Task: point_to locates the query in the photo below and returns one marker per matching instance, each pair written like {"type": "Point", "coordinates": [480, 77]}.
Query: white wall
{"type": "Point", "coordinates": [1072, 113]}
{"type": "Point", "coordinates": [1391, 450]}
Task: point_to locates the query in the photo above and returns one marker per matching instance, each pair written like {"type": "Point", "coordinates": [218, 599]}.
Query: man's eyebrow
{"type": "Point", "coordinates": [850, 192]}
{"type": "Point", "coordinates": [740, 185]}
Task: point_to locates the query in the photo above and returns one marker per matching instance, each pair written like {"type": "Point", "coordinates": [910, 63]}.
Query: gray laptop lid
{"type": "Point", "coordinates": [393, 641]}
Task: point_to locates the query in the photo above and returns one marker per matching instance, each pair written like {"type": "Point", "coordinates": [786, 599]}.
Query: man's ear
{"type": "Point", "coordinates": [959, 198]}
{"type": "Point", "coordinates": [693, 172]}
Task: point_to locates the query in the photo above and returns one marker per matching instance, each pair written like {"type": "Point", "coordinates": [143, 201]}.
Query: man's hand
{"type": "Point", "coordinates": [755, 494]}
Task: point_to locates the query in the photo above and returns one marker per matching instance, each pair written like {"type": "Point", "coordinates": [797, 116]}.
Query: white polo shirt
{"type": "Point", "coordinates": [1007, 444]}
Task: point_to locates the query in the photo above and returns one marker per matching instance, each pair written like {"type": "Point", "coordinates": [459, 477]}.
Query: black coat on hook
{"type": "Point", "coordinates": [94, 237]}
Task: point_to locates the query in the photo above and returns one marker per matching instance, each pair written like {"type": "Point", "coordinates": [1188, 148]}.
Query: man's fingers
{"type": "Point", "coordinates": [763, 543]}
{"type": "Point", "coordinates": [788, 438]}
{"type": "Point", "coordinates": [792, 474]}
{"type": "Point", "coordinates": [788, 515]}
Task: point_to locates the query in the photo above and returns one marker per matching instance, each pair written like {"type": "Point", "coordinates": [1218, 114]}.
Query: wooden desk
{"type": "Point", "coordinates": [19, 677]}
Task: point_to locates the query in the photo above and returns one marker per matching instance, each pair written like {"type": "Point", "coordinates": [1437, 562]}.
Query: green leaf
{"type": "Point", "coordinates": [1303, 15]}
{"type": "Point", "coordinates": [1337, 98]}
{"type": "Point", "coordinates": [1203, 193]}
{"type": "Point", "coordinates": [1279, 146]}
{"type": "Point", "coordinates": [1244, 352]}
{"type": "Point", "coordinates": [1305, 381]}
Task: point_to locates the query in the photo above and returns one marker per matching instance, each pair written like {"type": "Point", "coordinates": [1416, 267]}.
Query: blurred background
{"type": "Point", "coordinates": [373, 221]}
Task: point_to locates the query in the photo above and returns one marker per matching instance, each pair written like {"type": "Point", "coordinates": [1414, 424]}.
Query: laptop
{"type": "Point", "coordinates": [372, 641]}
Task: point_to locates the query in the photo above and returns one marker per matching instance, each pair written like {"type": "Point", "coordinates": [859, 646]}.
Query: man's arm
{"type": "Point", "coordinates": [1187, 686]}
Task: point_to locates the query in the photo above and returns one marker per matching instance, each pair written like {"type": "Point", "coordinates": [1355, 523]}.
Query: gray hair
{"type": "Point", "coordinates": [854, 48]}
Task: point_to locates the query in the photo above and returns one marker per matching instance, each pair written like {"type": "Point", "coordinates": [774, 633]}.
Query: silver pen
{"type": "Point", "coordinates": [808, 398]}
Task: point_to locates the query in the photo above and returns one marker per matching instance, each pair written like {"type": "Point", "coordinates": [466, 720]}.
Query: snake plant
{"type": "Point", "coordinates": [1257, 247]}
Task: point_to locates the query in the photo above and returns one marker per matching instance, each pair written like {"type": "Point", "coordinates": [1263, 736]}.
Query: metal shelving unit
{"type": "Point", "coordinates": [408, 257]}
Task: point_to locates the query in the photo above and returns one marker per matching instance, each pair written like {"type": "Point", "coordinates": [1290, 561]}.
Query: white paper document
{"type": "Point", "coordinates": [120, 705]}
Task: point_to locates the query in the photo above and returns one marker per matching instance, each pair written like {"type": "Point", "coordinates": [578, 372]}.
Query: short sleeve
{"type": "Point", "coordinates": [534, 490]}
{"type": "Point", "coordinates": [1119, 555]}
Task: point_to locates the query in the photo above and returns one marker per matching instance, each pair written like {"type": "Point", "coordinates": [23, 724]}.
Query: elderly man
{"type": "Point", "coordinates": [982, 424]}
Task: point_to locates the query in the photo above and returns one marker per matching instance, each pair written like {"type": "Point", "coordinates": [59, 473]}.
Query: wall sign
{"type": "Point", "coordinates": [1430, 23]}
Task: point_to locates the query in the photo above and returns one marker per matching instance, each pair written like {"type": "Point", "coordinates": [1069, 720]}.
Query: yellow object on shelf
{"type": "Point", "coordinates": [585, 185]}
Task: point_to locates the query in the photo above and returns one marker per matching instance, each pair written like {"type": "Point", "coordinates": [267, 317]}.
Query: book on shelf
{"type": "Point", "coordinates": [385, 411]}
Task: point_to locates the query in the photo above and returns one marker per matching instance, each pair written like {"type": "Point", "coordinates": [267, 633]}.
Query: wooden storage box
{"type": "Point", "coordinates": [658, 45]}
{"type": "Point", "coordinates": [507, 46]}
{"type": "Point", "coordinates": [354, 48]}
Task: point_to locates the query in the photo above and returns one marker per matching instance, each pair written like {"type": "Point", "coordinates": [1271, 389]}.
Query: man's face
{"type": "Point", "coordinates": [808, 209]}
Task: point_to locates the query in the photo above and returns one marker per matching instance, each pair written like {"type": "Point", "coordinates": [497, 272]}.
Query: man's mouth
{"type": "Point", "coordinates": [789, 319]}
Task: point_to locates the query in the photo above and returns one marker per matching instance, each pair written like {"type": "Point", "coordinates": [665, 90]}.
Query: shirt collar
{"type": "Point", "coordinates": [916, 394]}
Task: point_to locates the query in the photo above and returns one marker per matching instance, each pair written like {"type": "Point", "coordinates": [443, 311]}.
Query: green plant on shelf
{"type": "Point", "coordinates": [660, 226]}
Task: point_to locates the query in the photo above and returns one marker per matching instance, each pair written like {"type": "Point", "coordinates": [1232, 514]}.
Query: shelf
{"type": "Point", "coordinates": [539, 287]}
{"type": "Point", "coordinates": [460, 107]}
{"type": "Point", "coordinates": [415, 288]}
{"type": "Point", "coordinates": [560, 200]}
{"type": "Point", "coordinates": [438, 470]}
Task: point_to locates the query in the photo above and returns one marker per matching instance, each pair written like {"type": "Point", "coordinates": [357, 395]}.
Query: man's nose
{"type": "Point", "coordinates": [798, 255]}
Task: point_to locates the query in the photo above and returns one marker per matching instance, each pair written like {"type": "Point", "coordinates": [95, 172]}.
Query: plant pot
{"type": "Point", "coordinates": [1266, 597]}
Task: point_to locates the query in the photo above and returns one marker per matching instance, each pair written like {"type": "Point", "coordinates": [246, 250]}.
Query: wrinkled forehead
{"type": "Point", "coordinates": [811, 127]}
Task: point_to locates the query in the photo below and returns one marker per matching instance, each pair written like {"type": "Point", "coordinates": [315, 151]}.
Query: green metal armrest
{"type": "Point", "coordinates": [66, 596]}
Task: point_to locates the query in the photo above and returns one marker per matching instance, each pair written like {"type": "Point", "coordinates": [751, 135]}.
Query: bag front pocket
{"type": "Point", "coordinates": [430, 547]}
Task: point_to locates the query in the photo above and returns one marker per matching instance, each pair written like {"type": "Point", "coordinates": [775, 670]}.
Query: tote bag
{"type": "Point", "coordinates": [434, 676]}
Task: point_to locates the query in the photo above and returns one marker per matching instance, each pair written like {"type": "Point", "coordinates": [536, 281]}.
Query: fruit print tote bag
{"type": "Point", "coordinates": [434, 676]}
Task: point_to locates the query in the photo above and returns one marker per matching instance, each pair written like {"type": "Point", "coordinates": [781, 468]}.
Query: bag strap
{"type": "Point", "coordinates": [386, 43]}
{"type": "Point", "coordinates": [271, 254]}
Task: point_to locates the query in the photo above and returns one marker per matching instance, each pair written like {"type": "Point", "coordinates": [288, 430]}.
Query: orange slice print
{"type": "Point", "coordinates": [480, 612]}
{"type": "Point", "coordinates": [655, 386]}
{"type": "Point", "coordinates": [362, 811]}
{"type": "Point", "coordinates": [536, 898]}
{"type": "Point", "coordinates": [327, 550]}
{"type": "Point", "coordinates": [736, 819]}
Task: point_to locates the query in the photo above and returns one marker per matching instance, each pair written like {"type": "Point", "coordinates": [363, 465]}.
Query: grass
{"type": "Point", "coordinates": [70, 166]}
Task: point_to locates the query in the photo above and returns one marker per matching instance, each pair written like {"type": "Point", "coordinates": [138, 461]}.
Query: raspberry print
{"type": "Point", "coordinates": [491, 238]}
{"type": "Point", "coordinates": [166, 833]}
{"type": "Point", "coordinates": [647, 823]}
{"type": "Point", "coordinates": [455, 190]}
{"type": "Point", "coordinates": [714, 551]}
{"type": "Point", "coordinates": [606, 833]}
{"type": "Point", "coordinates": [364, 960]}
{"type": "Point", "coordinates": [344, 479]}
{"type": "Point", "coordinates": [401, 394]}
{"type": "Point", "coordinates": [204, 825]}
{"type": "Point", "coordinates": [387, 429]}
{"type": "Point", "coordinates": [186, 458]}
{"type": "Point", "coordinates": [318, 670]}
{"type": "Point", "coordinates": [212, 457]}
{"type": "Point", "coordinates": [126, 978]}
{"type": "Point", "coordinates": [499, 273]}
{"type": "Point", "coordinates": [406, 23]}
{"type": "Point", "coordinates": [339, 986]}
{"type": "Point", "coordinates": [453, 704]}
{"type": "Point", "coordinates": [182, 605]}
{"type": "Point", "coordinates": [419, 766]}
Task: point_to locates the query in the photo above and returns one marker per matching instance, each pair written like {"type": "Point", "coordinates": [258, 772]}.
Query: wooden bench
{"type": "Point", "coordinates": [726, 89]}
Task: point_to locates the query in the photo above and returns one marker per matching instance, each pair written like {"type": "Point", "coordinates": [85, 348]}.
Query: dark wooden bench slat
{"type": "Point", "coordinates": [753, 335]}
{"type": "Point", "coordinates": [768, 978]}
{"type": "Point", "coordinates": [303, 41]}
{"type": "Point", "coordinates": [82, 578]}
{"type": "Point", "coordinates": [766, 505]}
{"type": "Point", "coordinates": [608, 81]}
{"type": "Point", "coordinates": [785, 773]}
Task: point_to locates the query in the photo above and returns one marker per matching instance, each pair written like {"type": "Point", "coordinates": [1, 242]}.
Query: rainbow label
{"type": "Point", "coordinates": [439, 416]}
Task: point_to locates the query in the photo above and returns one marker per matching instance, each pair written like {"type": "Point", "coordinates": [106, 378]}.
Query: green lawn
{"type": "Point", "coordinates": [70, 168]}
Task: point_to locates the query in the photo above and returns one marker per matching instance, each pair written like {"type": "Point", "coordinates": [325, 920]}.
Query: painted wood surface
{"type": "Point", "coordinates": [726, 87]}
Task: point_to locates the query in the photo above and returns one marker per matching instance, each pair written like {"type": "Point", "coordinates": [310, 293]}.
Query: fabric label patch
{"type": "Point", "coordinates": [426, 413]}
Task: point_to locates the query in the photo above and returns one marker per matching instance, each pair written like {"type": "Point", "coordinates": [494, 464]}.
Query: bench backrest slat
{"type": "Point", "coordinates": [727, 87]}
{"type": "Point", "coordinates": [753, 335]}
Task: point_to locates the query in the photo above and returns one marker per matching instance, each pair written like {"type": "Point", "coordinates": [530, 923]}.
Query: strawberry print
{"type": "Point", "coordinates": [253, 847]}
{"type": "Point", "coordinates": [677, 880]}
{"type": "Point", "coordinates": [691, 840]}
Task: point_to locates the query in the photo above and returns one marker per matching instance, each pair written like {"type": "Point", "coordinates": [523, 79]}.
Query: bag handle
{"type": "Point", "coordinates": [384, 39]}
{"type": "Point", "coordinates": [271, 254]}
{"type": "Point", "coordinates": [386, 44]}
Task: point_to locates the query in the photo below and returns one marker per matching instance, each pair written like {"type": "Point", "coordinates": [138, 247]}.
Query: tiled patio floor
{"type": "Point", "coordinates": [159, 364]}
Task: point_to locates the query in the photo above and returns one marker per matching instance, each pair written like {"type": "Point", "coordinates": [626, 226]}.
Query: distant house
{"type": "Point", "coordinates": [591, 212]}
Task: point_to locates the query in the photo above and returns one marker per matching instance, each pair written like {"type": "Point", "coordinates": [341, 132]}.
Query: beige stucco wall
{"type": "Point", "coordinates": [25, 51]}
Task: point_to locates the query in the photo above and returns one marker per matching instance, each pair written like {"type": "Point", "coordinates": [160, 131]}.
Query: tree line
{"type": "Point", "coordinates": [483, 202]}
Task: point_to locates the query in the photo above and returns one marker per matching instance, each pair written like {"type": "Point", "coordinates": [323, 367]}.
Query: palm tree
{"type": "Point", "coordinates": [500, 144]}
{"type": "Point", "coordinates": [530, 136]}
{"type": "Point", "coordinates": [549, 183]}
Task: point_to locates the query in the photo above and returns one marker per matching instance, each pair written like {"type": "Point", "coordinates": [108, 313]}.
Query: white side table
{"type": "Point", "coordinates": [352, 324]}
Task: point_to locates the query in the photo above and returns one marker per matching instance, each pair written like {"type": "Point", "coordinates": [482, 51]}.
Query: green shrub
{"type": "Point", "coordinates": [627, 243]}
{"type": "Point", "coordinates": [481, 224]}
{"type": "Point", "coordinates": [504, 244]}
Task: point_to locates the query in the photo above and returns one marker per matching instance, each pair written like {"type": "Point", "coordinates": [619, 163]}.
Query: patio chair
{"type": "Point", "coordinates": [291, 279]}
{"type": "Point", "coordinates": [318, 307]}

=====

WHAT YOU SHOULD DO: Pick out and copy every line above that contains the word "tote".

WRITTEN SOLUTION:
Query: tote bag
Query: fruit print tote bag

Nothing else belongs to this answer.